> _Instruction_
Change every "one pin" in the data below to "a single marker", and reproduce all other text without any change.

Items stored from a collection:
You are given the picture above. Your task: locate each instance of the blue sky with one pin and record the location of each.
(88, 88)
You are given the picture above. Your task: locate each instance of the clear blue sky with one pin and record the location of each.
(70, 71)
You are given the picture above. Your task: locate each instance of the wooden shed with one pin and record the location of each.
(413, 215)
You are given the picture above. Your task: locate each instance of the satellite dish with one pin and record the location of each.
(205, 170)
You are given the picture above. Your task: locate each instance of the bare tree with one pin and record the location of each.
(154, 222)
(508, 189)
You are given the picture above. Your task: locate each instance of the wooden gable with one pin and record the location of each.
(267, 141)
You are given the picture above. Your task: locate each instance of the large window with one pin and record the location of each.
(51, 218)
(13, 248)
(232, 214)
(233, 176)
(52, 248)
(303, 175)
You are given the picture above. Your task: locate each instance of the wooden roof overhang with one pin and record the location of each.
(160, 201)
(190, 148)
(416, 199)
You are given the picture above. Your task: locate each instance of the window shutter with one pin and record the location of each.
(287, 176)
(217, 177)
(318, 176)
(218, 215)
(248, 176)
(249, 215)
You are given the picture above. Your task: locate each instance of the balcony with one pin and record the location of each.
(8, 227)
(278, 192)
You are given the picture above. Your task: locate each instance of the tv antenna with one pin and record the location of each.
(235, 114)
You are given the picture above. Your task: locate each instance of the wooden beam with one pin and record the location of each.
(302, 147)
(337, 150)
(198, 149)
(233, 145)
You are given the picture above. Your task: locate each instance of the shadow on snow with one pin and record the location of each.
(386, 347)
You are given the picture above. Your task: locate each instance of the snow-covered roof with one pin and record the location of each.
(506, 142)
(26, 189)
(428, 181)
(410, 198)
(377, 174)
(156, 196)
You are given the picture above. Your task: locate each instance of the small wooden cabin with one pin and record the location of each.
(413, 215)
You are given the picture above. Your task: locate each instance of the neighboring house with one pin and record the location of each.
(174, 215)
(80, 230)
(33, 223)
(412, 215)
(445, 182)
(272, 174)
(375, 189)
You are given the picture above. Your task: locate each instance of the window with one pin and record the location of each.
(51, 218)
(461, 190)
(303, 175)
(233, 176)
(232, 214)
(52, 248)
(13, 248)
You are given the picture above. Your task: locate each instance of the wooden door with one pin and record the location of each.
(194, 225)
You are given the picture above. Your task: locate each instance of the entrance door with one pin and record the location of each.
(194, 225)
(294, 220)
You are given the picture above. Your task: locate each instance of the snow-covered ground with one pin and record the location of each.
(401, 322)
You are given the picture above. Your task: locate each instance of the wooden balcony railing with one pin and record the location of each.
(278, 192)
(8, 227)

> _Task solution_
You are given the picture above. Your task: locate each instance of the blue sky with a single marker and record the location of each.
(88, 88)
You are given the picture above. Your task: locate each instance of the clear blue sky with a single marker and record the location of each.
(70, 71)
You are given the picture above. Your task: locate each instance of the wooden shed with a single marker and record the location of each.
(413, 215)
You are given the picture above. Your task: locate each instance of the satellite dish with a single marker and record the location of each.
(205, 170)
You are given the picture above. Your task: locate each instance of the bare tree with a single marker and record the location of each.
(154, 222)
(508, 189)
You are given the picture above. Your task: locate each instance of the wooden gable with a single marker and record the location of each.
(267, 141)
You are given the picture above. Your task: locate each instance of the large window with a single marker and record the location of each.
(51, 218)
(13, 248)
(232, 214)
(233, 176)
(52, 248)
(303, 175)
You are given the picture above. Your task: locate each instance of the wooden roof overhang with a single marker and record the location of each.
(160, 201)
(190, 148)
(416, 199)
You are given the picture above. Your task: locate each instance of the window shutter with a single marker and record the location of each.
(287, 176)
(217, 177)
(318, 176)
(218, 215)
(248, 176)
(249, 215)
You are given the picture above. Your task: locate each instance of the balcony with a single marker and record the location of each.
(8, 227)
(278, 192)
You are given the picture above. Your task: locate each instance of the tv antenna with a single marker and record the location of each.
(235, 114)
You are given the picture above. Your task: locate each instance of the wooden beam with a single marker and record the location of each.
(302, 147)
(337, 150)
(198, 149)
(233, 145)
You are given the picture above. Your task: locate each instance of the shadow on snow with a single marker and record the location of each.
(386, 347)
You are given the picture above. Your task: locate each instance of the snow-covered roof with a single marker and record the location of each.
(506, 142)
(26, 189)
(428, 181)
(410, 198)
(377, 174)
(156, 196)
You are given the picture above. Your task: locate each instance of the small wooden cabin with a single marker and record the location of each.
(413, 215)
You are given the picture above. Your task: locate each instance of the neighboring house with a single marker and record the location of each.
(174, 215)
(80, 230)
(33, 223)
(412, 215)
(445, 182)
(272, 174)
(375, 189)
You are given the picture above. Your task: locate each instance of the window with a single marker and record the location of each.
(51, 218)
(461, 190)
(303, 175)
(233, 176)
(232, 214)
(52, 248)
(13, 248)
You are given the picture above. Your task: locate each instance of the wooden door with a single marker and record the location of each.
(194, 225)
You are given the picture above. Your task: locate each instance of the entrance door with a single marker and record the location of each.
(194, 225)
(294, 220)
You are given the picture above. Your task: locate each instance of the snow-covered ground with a single marker and record the location of each.
(401, 322)
You are given the picture above. Your task: locate each instance of the wooden balcony railing with a single marker and record the location of each.
(278, 192)
(8, 227)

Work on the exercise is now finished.